■ **Source passage**
Merge pull request #6057 from citusdata/fix_read_rep_error

Fix errors while promoting read-replicas to primary
2022-07-13 15:14:21 +02:00 · 2022-07-13 15:14:21 +02:00 · beebbfc9ff
parent 79fd5eca8a 6cd7319f12
commit beebbfc9ff
8 changed files with 72 additions and 6 deletions
--- a/src/backend/distributed/metadata/metadata_sync.c
+++ b/src/backend/distributed/metadata/metadata_sync.c
@ -2505,7 +2505,7 @@ SchemaOwnerName(Oid objectId)
 static bool
 HasMetadataWorkers(void)
 {
-	List *workerNodeList = ActivePrimaryNonCoordinatorNodeList(NoLock);
+	List *workerNodeList = ActiveReadableNonCoordinatorNodeList();

 	WorkerNode *workerNode = NULL;
 	foreach_ptr(workerNode, workerNodeList)
--- a/src/backend/distributed/metadata/node_metadata.c
+++ b/src/backend/distributed/metadata/node_metadata.c
@ -1687,7 +1687,7 @@ citus_is_coordinator(PG_FUNCTION_ARGS)
 	bool isCoordinator = false;

 	if (GetLocalGroupId() == COORDINATOR_GROUP_ID &&
-		ActivePrimaryNodeCount() > 0)
+		ActiveReadableNodeCount() > 0)
 	{
 		isCoordinator = true;
 	}
--- a/src/backend/distributed/operations/worker_node_manager.c
+++ b/src/backend/distributed/operations/worker_node_manager.c
@ -94,12 +94,12 @@ ActivePrimaryNonCoordinatorNodeCount(void)


 /*
- * ActivePrimaryNodeCount returns the number of groups with a primary in the cluster.
+ * ActiveReadableNodeCount returns the number of nodes in the cluster.
 */
 uint32
-ActivePrimaryNodeCount(void)
+ActiveReadableNodeCount(void)
 {
-	List *nodeList = ActivePrimaryNodeList(NoLock);
+	List *nodeList = ActiveReadableNodeList();
 	return list_length(nodeList);
 }

--- a/src/include/distributed/worker_manager.h
+++ b/src/include/distributed/worker_manager.h
@ -72,7 +72,7 @@ extern WorkerNode * WorkerGetRoundRobinCandidateNode(List *workerNodeList,
 													 uint64 shardId,
 													 uint32 placementIndex);
 extern uint32 ActivePrimaryNonCoordinatorNodeCount(void);
-extern uint32 ActivePrimaryNodeCount(void);
+extern uint32 ActiveReadableNodeCount(void);
 extern List * ActivePrimaryNonCoordinatorNodeList(LOCKMODE lockMode);
 extern List * ActivePrimaryNodeList(LOCKMODE lockMode);
 extern List * ActivePrimaryRemoteNodeList(LOCKMODE lockMode);
--- a/src/test/regress/expected/multi_follower_dml.out
+++ b/src/test/regress/expected/multi_follower_dml.out
@ -354,6 +354,33 @@ ERROR:  writing to worker nodes is not currently allowed
 DETAIL:  citus.use_secondary_nodes is set to 'always'
 SELECT * FROM citus_local_table ORDER BY a;
 ERROR:  there is a shard placement in node group 0 but there are no nodes in that group
+\c "port=57636 dbname=regression options='-c\ citus.use_secondary_nodes=always\ -c\ citus.cluster_name=second-cluster'"

■ **Data shown**
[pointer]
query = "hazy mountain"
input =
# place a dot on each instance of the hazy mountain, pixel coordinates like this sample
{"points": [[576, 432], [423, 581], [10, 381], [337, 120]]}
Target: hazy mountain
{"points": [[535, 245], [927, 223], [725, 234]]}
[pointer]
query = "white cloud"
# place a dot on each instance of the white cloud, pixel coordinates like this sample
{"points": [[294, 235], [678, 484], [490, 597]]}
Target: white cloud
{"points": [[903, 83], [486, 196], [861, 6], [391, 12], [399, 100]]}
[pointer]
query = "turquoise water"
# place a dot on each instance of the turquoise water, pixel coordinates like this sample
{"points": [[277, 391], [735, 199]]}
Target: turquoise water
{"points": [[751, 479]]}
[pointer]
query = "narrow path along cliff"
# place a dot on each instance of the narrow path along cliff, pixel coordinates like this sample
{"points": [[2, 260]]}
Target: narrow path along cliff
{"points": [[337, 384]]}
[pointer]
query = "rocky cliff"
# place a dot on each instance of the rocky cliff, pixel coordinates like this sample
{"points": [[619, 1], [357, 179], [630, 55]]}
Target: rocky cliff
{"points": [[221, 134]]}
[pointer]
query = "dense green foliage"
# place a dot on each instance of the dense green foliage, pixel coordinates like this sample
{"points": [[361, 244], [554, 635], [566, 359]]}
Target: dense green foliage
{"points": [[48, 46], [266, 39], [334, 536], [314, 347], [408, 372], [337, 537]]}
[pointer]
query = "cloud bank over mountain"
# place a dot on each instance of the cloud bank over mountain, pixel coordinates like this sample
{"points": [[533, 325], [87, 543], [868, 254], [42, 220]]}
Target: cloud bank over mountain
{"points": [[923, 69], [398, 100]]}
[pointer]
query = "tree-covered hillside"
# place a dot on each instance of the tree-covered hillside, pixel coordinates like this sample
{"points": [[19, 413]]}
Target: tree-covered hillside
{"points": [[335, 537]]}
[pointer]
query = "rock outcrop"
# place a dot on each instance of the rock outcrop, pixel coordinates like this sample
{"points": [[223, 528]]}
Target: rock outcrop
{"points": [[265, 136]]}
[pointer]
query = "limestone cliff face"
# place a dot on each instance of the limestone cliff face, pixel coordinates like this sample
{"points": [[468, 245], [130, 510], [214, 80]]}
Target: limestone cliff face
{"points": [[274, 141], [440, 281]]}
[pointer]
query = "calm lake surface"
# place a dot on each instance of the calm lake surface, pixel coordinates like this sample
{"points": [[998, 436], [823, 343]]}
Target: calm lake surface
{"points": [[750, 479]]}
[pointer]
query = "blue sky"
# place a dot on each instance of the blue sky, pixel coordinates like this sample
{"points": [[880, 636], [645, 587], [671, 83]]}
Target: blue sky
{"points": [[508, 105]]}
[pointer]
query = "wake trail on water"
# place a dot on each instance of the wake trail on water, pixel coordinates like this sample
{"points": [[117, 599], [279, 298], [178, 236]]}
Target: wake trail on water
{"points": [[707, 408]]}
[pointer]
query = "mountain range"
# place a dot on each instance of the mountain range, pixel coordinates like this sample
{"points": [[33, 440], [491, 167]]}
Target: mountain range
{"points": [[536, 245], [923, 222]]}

■ **Problems**
(a) Return the part of the commit diff starting at "Merge pull request" and ending at "HasMetadataWorkers(void)", copied word for word.
(b) According to the commit diff, how many files changed, and how many lines were added and deleted?
(c) Extend the commit diff for the read-replica promotion fix, picking up from its last line.

■ **Results of the tasks**
(a)
Merge pull request #6057 from citusdata/fix_read_rep_error

Fix errors while promoting read-replicas to primary
2022-07-13 15:14:21 +02:00 · 2022-07-13 15:14:21 +02:00 · beebbfc9ff
parent 79fd5eca8a 6cd7319f12
commit beebbfc9ff
8 changed files with 72 additions and 6 deletions
--- a/src/backend/distributed/metadata/metadata_sync.c
+++ b/src/backend/distributed/metadata/metadata_sync.c
@ -2505,7 +2505,7 @@ SchemaOwnerName(Oid objectId)
 static bool
 HasMetadataWorkers(void)

(b) 8 files changed, with 72 additions and 6 deletions.

(c)
+-- when an existing read-replica is forked to become
+-- another primary node, we sometimes have to use citus.use_secondary_nodes=always
+-- even if the node is not in recovery mode. In those cases, allow LOCK
+-- command on local / metadata tables, and also certain UDFs
+SHOW citus.use_secondary_nodes;
+ citus.use_secondary_nodes
+---------------------------------------------------------------------
+ always
+(1 row)
+
+SELECT pg_is_in_recovery();
+ pg_is_in_recovery
+---------------------------------------------------------------------
+ f
+(1 row)
+
+SELECT citus_is_coordinator();
+ citus_is_coordinator
+---------------------------------------------------------------------
+ t
+(1 row)
+
+BEGIN;
+	LOCK TABLE pg_dist_node IN SHARE ROW EXCLUSIVE MODE;
+	LOCK TABLE local IN SHARE ROW EXCLUSIVE MODE;
+COMMIT;
 \c -reuse-previous=off regression - - :master_port
 DROP TABLE the_table;
 DROP TABLE reference_table;
--- a/src/test/regress/expected/multi_follower_select_statements.out
+++ b/src/test/regress/expected/multi_follower_select_statements.out
@ -141,6 +141,25 @@ ORDER BY
 localhost |      9072
 (2 rows)

+-- basic helper utilities should work fine
+SELECT citus_is_coordinator();
+ citus_is_coordinator
+---------------------------------------------------------------------
+ t
+(1 row)
+
+SELECT count(*) FROM citus_lock_waits;
+ count
+---------------------------------------------------------------------
+     0
+(1 row)
+
+SELECT count(*) FROM citus_dist_stat_activity WHERE global_pid = citus_backend_gpid();
+ count
+---------------------------------------------------------------------
+     1
+(1 row)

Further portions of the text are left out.